◆ Texte de la page
Ce qui inquiète et interpelle notre conscience collective et ce malgré les progrès scientifiques qui confirment définitivement l’égalité biologique des êtres humains, de l’histoire, on voit le retour de l’antisémitisme, le racisme anti-arabe, anti-musulman, le harcèlement contre les Roms, la chasse aux immigrés… portés par des partis politiques populistes et haineux. 

Sans un retour froid et objectif sur l’histoire du racisme et de la ségrégation raciale et sans un débat serein et responsable sur toutes les dérives humaines en la matière, la haine et la peur continueront à détruire la communauté humaine et à des moments donnés aboutir à des guerres, des génocides et à de l’extermination industrielle. Si on ne tient pas compte du mécanisme psychique et social du racisme, des théories aussi folles les unes que les autres, des actes aussi inhumains les uns que les autres, verront le jour indéfiniment et le racisme ne disparaîtra pas. 

Les horreurs du XXème siècle sont encore fraîches dans les mémoires pour réveiller les vieux démons, ou faire appel à la clairvoyance et à la sagesse humaines. Les Ouïgours internés dans des camps de concentration en Chine sont la preuve que l’on n’a pas appris nos leçons, que l’on n’a pas trouvé les outils pour lutter contre la haine, la peur, le sentiment d’insécurité, le désir de domination, la poursuite de l’intérêt personnel, ou encore l’appétit économique… Terreaux du racisme.

◆ Consigne 1
Répondez à ces questions d'après le texte sur le racisme :
(a) Quels progrès confirment l'égalité biologique des êtres humains ?
(b) Par qui sont portés le retour de l'antisémitisme et la chasse aux immigrés ?
(c) Quel peuple est interné dans des camps de concentration en Chine ?
◆ Consigne 2
Citez le passage du texte sur le racisme qui commence aux mots « Sans un retour » et s'arrête après « ne disparaîtra pas. ».

◆ Extraits de données

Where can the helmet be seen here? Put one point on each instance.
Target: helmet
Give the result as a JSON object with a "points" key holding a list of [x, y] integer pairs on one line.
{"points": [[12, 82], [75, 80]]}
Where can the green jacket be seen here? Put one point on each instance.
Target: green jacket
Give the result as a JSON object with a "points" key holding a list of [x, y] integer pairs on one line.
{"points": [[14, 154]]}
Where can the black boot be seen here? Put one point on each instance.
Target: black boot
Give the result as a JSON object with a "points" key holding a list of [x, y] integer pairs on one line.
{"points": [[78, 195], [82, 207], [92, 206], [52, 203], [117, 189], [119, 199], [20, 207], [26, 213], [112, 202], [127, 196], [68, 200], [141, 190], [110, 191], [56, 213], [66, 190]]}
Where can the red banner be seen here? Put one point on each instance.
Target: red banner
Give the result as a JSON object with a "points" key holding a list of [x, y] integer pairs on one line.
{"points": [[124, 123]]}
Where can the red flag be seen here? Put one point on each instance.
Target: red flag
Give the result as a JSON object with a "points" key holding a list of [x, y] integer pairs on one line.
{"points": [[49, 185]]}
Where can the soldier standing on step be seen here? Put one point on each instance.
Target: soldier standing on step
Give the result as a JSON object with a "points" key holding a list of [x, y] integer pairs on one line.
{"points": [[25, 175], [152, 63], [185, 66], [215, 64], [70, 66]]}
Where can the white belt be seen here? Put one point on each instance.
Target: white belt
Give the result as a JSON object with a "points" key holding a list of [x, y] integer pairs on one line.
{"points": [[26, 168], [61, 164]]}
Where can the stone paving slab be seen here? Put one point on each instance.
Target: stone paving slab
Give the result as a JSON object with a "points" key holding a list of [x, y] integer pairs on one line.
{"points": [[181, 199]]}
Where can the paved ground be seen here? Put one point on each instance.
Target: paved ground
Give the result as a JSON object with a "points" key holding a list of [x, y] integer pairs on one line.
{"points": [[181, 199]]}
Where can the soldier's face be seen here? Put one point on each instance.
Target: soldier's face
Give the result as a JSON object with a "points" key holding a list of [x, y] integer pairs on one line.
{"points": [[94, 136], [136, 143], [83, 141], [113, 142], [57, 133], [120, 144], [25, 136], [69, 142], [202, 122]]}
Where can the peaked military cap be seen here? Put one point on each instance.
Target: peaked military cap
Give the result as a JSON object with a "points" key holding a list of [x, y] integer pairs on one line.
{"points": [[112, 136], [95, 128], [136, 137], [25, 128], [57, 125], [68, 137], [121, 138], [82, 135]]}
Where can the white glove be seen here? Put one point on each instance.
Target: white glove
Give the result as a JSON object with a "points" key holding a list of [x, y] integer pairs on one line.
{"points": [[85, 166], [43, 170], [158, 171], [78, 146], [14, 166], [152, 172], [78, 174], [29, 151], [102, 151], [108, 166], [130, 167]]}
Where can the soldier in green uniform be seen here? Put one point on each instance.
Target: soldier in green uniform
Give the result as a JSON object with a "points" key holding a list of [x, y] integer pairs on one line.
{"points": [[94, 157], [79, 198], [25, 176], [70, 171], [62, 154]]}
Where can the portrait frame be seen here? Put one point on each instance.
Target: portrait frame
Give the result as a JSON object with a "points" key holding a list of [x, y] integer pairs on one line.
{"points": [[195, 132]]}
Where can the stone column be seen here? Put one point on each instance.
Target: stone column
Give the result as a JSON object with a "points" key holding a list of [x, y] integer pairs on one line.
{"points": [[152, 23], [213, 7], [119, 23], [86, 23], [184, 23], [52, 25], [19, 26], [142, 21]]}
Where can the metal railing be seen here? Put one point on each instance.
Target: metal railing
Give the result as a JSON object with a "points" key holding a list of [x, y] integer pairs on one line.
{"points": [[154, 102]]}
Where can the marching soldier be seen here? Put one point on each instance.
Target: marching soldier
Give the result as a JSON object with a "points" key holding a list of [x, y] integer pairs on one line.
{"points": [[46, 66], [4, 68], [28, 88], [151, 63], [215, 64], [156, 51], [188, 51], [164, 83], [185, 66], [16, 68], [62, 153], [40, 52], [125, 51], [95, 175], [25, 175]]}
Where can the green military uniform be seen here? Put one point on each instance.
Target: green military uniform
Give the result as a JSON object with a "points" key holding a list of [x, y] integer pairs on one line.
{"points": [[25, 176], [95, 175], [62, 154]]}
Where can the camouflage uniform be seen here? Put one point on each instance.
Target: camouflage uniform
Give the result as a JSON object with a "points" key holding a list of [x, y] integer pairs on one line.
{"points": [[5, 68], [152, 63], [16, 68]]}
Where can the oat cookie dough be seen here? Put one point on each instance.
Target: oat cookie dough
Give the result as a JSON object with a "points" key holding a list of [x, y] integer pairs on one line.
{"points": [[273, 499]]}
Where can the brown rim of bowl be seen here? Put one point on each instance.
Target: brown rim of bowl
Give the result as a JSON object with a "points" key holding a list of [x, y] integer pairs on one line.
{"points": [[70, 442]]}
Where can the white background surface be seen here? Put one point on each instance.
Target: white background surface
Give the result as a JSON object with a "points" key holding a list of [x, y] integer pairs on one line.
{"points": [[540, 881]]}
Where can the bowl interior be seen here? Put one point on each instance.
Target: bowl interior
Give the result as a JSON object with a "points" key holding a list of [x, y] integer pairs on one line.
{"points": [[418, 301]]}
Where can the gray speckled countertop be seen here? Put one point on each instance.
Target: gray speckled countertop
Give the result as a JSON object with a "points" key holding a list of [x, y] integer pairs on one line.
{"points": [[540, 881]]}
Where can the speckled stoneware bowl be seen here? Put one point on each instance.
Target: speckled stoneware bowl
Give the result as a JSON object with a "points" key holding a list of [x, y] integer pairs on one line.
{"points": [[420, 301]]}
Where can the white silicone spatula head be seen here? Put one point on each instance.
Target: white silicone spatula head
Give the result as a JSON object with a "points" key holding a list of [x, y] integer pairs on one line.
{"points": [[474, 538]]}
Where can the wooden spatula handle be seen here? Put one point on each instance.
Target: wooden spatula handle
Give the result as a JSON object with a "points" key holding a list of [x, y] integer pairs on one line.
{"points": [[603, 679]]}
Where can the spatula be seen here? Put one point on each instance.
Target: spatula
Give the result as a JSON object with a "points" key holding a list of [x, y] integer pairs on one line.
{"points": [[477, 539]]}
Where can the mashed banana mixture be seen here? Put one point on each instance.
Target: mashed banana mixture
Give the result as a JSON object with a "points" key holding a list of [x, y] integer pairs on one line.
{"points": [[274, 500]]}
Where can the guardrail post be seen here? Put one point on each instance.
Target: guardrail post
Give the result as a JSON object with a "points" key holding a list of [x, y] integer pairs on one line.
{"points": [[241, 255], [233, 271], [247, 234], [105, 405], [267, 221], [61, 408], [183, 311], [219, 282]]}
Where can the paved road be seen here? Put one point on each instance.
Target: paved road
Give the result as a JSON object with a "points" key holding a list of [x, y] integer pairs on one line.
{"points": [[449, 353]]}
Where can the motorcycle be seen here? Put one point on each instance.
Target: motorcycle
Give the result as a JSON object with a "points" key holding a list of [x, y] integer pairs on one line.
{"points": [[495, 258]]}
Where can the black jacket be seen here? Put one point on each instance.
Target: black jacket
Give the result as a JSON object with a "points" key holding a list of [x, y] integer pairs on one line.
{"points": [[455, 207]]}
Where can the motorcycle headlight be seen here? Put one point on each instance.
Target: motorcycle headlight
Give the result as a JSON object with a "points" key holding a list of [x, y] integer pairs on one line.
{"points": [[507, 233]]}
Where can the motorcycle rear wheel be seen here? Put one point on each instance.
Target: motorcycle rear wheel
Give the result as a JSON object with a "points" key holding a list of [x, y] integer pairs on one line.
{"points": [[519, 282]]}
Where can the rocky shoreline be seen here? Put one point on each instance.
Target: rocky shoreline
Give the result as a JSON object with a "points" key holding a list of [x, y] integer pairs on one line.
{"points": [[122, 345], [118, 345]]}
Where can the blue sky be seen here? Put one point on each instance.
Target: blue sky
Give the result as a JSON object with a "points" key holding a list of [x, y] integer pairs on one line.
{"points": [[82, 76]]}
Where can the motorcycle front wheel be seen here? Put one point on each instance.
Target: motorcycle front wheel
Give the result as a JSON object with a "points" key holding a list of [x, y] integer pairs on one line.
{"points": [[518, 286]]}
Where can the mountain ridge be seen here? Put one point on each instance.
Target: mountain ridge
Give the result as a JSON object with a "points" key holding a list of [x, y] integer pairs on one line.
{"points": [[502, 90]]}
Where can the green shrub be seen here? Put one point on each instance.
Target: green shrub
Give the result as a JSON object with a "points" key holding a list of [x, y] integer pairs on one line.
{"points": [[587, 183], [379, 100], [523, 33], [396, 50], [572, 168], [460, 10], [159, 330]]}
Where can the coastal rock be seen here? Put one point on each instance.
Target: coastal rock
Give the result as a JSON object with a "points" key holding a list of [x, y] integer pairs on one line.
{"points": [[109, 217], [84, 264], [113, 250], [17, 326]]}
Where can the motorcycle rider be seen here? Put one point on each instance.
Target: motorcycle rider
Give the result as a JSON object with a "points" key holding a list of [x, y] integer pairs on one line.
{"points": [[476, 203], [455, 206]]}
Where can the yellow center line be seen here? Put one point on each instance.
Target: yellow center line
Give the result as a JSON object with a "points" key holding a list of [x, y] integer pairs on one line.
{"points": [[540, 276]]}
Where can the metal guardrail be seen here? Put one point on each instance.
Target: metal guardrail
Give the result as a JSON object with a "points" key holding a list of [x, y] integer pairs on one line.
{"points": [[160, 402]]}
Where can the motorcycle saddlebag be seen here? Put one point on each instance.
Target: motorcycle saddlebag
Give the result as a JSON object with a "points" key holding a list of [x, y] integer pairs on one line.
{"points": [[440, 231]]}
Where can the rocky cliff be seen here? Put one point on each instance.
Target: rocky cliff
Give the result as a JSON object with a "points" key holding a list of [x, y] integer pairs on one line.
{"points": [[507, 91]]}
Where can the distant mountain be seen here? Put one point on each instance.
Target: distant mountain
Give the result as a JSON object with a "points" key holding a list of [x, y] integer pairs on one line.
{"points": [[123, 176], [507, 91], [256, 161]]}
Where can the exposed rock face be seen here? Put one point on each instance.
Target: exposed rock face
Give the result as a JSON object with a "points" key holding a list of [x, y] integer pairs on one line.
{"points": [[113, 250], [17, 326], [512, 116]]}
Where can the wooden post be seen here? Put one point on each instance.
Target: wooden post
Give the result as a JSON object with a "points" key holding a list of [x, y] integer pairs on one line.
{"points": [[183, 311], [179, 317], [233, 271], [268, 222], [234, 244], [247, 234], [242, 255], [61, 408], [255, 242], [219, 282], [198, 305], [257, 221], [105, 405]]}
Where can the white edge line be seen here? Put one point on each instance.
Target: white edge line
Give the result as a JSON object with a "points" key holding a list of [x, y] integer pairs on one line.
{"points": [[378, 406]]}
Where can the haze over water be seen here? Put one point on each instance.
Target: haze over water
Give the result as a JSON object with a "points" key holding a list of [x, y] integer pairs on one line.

◆ Réponse 1
(a) Les progrès scientifiques.
(b) Par des partis politiques populistes et haineux.
(c) Les Ouïgours.

◆ Réponse 2
Sans un retour froid et objectif sur l’histoire du racisme et de la ségrégation raciale et sans un débat serein et responsable sur toutes les dérives humaines en la matière, la haine et la peur continueront à détruire la communauté humaine et à des moments donnés aboutir à des guerres, des génocides et à de l’extermination industrielle. Si on ne tient pas compte du mécanisme psychique et social du racisme, des théories aussi folles les unes que les autres, des actes aussi inhumains les uns que les autres, verront le jour indéfiniment et le racisme ne disparaîtra pas.